# 本文抜粋:
--
第3話 資源大国になるか、日本? (2012年7月号)
メタンハイドレートと海底熱水鉱床
その2 海底熱水鉱床
海底熱水鉱床は海底にある熱水鉱床である。海底を割ってマグマが噴き出すスポット”熱水鉱床”はマグマに含まれる金属の硫化物が海水で急冷されて固まった成分が積もるため、貴重金属の宝庫とされる。熱水鉱床は火山活動がみられる海底山脈や火山性列島の周辺海域に主に存在し、日本近海はこの条件にぴったりだ。メタンハイドレートとともに、熱水鉱床も地震が起きる所に多くある。
海底熱水鉱床には銅、鉛、亜鉛などのベースメタル、金、銀などの貴金属、ゲルマニウムやガリウム、セレン、カドミウムなどのレアメタルが含まれている。そのため、今日、海底熱水鉱床が熱い注目を浴びている。日本近海に眠るメタンハイドレードと併せると、日本は一気に資源大国、資源輸出国になることも夢ではあるまい。
日本は地震大国で、それは太平洋プレートがユーラシアプレートの下に沈みこむ際にプレート同士がぶつかりあう巨大な力によって発生する。火山の噴火も太平洋プレートの沈降に伴い、マグマが絞り出されることによって引き起こされる。海底でも火山は活発に活動している。海底火山からは断層などから浸透した海水がマグマによって熱せられ、海底の割れ目から噴出する。これが熱水である。そして噴出口の周辺には、熱水に含まれる金属成分が沈殿し堆積する。堆積物はチムニーと呼ばれる煙突状の塊になることもある。そのチムニーが成長し、崩れ、その隙間を堆積物が埋めていく。こうやって長い時間をかけて形成されたのが海底熱水鉱床である。
政府は2007年より「海洋基本計画」を推進、海底熱水鉱床およびメタンハイドレートなどを開発し、10年内を目処に事業家することを目指して調査を進めている。2010年、伊豆、沖縄付近の数箇所で有力な海底熱水鉱床が確認されている。
他国でも海底熱水鉱床からの資源回収は事業化された前例がなく、技術的課題も含めて検討すべき事項は多々あるが、資源に乏しい日本が自国の排他的経済水域で安定的に資源を回収できる可能性がある事業として期待されている。
海底熱水鉱床に限らず、メタンハイドレートや石油・天然ガスなど海洋資源開発は海洋国家である我が国の生命線であり、それこそ50兆円を超えるような金属埋蔵量があるのならば将来的に日本が資源輸出国に転じることも夢ではあるまい。排他的経済水域、世界第6位の広さをもつ日本は、海洋資源開発に国として優先的に取り組むべきであり、このアドバンテージを利用しない手はないだろう。
--
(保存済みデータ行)
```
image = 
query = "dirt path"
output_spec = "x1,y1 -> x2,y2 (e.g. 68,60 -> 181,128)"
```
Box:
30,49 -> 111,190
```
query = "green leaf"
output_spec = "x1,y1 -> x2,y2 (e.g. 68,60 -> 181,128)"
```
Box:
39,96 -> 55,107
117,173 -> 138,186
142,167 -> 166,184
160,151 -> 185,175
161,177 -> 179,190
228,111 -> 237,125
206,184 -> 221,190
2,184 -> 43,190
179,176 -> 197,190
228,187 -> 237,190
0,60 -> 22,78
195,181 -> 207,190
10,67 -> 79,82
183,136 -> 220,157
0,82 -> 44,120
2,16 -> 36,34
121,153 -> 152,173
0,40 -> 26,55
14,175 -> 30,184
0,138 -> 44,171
--
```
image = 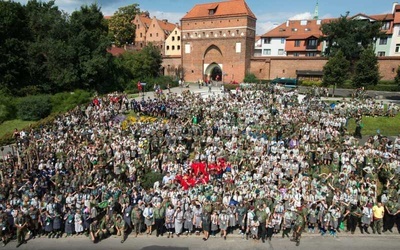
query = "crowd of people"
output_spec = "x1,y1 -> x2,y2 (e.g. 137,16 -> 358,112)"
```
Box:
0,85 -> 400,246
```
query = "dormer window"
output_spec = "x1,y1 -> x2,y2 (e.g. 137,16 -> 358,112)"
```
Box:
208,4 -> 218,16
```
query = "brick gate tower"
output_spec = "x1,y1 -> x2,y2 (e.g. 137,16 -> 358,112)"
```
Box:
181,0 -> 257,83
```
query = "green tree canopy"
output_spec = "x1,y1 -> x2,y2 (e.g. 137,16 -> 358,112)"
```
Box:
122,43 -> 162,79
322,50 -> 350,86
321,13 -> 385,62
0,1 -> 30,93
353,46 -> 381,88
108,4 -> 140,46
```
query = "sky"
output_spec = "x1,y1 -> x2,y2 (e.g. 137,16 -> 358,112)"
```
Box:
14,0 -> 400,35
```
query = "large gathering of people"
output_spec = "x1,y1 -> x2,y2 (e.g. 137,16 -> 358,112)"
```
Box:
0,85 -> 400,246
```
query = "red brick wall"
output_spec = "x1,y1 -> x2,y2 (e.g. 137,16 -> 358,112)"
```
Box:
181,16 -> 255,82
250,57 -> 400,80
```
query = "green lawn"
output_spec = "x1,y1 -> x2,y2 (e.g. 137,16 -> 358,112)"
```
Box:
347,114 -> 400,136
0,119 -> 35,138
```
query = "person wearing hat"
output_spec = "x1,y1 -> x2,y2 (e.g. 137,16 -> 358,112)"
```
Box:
--
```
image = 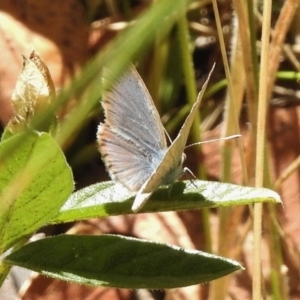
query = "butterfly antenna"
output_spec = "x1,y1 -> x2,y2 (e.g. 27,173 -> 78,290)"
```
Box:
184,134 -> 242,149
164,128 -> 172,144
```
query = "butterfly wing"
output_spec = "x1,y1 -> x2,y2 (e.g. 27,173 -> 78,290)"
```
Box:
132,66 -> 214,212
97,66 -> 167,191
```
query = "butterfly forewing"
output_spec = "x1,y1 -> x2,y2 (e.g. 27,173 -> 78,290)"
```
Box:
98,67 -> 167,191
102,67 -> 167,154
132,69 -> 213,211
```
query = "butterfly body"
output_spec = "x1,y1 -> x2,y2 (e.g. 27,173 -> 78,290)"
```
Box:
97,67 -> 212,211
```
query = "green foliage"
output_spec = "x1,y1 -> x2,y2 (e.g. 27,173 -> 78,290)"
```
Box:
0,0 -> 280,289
--
# 課題:
海底熱水鉱床を扱った本文抜粋のうち、「他国でも海底熱水鉱床からの資」に始まり「を利用しない手はないだろう。」に至るまでの部分を一字一句変えずに書き出してください。

# 解答例:
他国でも海底熱水鉱床からの資源回収は事業化された前例がなく、技術的課題も含めて検討すべき事項は多々あるが、資源に乏しい日本が自国の排他的経済水域で安定的に資源を回収できる可能性がある事業として期待されている。
海底熱水鉱床に限らず、メタンハイドレートや石油・天然ガスなど海洋資源開発は海洋国家である我が国の生命線であり、それこそ50兆円を超えるような金属埋蔵量があるのならば将来的に日本が資源輸出国に転じることも夢ではあるまい。排他的経済水域、世界第6位の広さをもつ日本は、海洋資源開発に国として優先的に取り組むべきであり、このアドバンテージを利用しない手はないだろう。